━━━ SOURCE TEXT ━━━
Oct 20, 2013; Green Bay, WI, USA; Green Bay Packers tight end Jermichael Finley (88) is tackled by Cleveland Browns defensive back T.J. Ward (43) and defensive back Tashaun Gipson (39) in the 4th quarter at Lambeau Field. Finley was injured on the play and had to be taken off the field on a stretcher. Mandatory Credit: Benny Sieu-USA TODAY Sports

Penalties, Both Bad and Ugly Really Hurt the Browns


The Cleveland Browns were victimized by some questionable and outright wrong penalty calls, but they also killed themselves with penalties.  For as much as the Browns struggled, especially on the offensive side of the ball, they really looked undisciplined at times and lacked composure at others and while some will be quick to question coaching and perhaps fairly, the onus ultimately falls on the players that committed them.  In the end, the Browns had 12 penalties called on them for 106 yards in all and it made winning that much more difficult this week, which looks that much worse when compared to their rushing yardage (83) and their passing yardage (149).

There are penalties coaches and teams can live with, either because of the nature of the penalty or because of how quickly the game transpires.  Usually, these penalties are okay because they come while the player is competing to make a player or at least trying to help their team win a game.  An offensive lineman committing a holding penalty to avoid letting their quarterback get killed or a call of offsides by a defensive linemen trying to get the snap count are not ideal by any stretch, but they are not the end of the world.  On the other hand, plays before the snap and especially after the whistle kill teams.  The Browns committed a number of these types of penalties that proved costly.
━━━ ENTRIES ━━━
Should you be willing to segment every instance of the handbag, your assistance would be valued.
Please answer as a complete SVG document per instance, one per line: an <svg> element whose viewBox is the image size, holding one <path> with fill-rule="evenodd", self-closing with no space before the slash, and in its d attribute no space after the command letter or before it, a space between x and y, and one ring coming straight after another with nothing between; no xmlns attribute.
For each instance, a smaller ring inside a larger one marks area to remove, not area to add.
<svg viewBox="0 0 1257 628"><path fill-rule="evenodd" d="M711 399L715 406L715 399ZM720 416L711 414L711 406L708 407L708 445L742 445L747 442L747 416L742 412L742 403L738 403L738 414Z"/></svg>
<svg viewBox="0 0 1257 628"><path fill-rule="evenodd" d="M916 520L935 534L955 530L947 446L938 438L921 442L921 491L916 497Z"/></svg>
━━━
━━━ ENTRIES ━━━
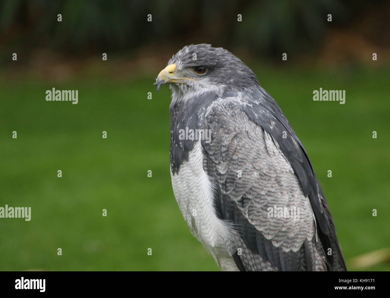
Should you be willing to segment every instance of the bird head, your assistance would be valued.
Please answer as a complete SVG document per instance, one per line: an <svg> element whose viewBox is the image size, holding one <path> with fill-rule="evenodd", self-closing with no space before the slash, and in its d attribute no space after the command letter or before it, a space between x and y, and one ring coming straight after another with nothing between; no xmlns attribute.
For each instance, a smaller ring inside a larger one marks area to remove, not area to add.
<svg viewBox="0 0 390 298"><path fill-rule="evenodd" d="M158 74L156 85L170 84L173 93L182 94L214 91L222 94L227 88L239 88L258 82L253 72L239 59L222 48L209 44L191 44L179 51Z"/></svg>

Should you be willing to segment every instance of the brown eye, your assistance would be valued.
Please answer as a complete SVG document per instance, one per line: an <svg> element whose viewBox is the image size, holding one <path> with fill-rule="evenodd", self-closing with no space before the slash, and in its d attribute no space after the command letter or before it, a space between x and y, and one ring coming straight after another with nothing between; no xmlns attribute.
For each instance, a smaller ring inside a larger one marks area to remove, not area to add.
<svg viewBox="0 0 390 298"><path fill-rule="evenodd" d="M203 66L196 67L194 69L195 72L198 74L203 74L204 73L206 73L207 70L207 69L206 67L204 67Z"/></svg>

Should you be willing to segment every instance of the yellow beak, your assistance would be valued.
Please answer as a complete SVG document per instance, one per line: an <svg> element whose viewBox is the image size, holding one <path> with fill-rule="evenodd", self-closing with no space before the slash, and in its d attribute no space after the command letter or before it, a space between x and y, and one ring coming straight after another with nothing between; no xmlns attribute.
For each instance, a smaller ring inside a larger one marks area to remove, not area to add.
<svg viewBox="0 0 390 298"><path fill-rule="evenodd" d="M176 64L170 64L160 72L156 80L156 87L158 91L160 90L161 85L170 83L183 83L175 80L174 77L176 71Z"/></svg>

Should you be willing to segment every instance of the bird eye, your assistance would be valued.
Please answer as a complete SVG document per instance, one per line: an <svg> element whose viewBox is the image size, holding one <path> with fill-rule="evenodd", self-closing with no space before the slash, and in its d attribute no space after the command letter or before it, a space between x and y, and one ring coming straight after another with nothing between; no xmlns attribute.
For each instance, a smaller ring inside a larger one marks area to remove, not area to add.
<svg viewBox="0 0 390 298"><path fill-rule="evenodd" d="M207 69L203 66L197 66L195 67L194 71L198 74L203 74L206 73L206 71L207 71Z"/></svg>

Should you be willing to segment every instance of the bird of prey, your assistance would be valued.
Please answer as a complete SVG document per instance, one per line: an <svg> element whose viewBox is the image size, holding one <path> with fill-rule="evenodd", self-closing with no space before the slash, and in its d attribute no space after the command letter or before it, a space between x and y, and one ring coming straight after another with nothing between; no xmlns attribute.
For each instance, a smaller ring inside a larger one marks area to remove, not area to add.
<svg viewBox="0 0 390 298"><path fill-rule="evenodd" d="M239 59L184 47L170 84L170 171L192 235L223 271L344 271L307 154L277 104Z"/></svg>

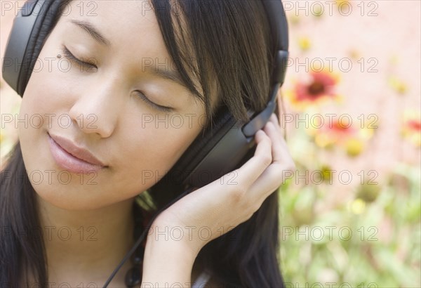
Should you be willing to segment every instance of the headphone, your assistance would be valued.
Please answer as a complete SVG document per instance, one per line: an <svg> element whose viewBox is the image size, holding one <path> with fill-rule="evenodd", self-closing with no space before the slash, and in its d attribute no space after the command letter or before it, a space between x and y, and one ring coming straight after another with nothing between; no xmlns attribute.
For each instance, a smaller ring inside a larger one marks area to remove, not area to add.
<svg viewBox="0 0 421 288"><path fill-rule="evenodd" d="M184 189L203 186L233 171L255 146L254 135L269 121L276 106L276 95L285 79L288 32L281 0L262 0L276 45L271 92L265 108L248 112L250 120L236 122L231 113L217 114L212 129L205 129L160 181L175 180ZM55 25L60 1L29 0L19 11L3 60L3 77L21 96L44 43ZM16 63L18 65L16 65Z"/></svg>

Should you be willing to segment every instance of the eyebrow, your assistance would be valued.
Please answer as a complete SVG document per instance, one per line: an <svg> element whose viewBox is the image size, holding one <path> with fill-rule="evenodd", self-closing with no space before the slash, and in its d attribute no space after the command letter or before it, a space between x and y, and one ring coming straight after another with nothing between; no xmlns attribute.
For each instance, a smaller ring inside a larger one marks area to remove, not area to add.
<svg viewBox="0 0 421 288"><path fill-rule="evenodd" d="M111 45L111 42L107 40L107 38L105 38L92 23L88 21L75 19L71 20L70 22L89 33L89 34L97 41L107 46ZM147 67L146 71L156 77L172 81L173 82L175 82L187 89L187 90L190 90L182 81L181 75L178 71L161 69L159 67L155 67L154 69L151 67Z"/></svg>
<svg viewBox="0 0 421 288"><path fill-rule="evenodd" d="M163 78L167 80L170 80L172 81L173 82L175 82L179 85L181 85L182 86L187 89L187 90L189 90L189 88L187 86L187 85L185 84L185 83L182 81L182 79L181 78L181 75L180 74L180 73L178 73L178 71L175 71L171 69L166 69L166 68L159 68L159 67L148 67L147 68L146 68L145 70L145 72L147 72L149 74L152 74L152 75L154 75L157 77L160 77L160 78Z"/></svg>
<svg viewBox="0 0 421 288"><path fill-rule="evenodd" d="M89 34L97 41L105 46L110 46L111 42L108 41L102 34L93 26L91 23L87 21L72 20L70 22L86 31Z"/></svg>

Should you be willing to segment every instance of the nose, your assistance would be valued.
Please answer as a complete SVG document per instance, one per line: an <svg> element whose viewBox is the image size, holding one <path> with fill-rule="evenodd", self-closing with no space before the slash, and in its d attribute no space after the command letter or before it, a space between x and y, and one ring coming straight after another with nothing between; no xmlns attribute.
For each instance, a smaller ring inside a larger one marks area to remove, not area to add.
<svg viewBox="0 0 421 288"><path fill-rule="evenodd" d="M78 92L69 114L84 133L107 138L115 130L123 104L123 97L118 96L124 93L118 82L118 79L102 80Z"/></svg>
━━━
### INSTRUCTIONS FOR THE TASK
Using the article on Browns penalties, decide whether each statement agrees with it, answering yes or no and quoting the deciding words. 1. The Browns were called for 12 penalties totaling 106 yards. 2. The Browns gained more than 200 passing yards. 3. Penalties committed after the whistle are among those teams can live with.

### OUTPUT OF THE EXERCISE
1. Yes: "the Browns had 12 penalties called on them for 106 yards in all"
2. No: "their passing yardage (149)"
3. No: "plays before the snap and especially after the whistle kill teams"